MATERIAL TO PROCESS:
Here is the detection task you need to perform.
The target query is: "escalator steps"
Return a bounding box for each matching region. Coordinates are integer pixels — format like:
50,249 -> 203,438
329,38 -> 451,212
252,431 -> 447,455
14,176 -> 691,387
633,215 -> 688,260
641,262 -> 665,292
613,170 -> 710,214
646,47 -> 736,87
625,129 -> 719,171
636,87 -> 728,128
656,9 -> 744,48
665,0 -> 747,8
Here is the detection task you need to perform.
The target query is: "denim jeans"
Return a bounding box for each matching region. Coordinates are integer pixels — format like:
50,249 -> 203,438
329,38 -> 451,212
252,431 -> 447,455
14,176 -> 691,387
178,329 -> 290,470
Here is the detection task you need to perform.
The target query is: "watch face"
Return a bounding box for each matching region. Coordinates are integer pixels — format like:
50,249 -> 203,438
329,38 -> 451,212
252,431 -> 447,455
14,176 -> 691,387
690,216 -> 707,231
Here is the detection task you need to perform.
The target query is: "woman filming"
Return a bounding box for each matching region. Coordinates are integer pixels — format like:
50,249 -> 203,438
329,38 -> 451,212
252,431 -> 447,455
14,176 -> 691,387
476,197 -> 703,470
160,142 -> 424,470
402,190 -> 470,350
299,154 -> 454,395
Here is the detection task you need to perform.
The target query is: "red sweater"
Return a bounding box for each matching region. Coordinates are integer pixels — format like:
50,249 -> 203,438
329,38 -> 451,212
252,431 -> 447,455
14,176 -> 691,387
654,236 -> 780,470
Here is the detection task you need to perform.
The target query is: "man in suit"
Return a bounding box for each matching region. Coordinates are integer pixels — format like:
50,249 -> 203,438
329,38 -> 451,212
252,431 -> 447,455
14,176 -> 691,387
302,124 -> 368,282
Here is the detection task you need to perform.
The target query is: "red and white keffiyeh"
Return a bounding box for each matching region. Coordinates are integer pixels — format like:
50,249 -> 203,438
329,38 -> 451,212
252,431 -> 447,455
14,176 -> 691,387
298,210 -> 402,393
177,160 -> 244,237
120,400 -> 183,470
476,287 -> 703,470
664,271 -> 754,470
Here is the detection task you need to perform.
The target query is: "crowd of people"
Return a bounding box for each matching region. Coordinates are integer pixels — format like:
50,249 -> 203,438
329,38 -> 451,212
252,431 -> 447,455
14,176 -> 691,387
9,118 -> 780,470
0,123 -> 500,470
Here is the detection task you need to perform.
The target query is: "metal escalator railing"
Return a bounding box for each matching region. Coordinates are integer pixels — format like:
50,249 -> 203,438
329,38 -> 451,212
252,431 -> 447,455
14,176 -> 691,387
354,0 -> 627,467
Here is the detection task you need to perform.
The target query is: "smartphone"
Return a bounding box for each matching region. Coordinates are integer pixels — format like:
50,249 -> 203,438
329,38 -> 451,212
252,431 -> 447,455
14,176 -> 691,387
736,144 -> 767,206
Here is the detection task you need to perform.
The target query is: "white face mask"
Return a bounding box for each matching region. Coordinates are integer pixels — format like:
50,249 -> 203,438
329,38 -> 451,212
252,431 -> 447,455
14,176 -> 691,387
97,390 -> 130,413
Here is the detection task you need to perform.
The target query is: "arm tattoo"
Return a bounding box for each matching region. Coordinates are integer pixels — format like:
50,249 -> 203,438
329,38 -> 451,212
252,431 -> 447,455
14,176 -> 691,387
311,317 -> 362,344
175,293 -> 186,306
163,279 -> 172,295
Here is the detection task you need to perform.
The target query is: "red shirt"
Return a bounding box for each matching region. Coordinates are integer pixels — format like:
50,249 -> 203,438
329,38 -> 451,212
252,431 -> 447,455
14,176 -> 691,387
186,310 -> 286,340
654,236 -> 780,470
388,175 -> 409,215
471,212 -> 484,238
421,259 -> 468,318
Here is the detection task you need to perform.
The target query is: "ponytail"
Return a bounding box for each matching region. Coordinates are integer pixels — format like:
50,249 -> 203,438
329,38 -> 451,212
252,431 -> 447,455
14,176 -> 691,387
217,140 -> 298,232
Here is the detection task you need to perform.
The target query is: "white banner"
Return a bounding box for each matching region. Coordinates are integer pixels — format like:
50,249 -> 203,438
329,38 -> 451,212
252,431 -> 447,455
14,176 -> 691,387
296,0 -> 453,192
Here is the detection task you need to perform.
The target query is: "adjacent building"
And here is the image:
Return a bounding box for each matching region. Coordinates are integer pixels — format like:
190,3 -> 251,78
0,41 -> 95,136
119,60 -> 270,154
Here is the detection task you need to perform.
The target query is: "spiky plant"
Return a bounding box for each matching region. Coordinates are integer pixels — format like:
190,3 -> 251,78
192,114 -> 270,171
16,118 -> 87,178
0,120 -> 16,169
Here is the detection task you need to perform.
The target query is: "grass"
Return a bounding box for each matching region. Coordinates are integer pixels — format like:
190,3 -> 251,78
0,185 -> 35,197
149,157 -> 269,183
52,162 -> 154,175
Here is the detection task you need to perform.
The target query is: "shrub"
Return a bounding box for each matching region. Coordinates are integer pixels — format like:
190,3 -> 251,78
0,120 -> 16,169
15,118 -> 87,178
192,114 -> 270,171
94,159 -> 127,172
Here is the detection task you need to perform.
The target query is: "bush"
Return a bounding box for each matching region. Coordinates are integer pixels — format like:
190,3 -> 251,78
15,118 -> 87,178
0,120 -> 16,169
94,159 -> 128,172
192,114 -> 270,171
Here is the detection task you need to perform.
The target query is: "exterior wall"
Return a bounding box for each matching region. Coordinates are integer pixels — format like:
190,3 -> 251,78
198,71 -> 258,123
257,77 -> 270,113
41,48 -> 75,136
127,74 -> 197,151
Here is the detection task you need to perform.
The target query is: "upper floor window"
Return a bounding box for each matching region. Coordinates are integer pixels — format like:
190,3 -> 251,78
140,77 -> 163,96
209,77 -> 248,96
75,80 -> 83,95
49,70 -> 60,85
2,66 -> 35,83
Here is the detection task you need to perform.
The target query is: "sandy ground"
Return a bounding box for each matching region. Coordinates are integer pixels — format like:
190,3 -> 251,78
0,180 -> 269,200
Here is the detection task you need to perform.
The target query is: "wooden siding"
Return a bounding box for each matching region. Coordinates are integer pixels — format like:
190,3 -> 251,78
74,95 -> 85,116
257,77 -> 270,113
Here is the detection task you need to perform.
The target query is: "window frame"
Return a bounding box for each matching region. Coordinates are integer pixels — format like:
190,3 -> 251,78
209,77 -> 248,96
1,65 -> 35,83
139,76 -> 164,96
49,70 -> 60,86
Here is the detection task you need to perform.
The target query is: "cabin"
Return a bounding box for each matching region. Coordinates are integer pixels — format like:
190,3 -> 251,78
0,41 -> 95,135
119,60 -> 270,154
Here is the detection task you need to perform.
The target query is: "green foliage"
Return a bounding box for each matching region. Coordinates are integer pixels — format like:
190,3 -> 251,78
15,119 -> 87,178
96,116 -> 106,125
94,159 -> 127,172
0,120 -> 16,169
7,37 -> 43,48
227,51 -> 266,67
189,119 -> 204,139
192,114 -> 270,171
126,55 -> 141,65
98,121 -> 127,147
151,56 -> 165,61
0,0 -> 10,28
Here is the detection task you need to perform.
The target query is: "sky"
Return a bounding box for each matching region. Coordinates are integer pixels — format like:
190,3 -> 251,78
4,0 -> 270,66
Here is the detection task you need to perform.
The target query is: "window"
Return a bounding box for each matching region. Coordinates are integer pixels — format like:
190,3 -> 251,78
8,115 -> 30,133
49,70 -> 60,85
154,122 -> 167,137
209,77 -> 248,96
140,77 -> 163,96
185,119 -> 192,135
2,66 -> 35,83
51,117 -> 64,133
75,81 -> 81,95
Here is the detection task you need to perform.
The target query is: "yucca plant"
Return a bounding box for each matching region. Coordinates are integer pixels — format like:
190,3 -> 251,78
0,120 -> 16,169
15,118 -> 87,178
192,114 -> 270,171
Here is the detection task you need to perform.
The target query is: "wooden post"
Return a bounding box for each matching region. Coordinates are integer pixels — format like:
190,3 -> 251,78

EXERCISE BRIEF: State the number of lines in the data that contain the word "plant", offering no other text.

ANSWER TO THIS EXERCISE: 2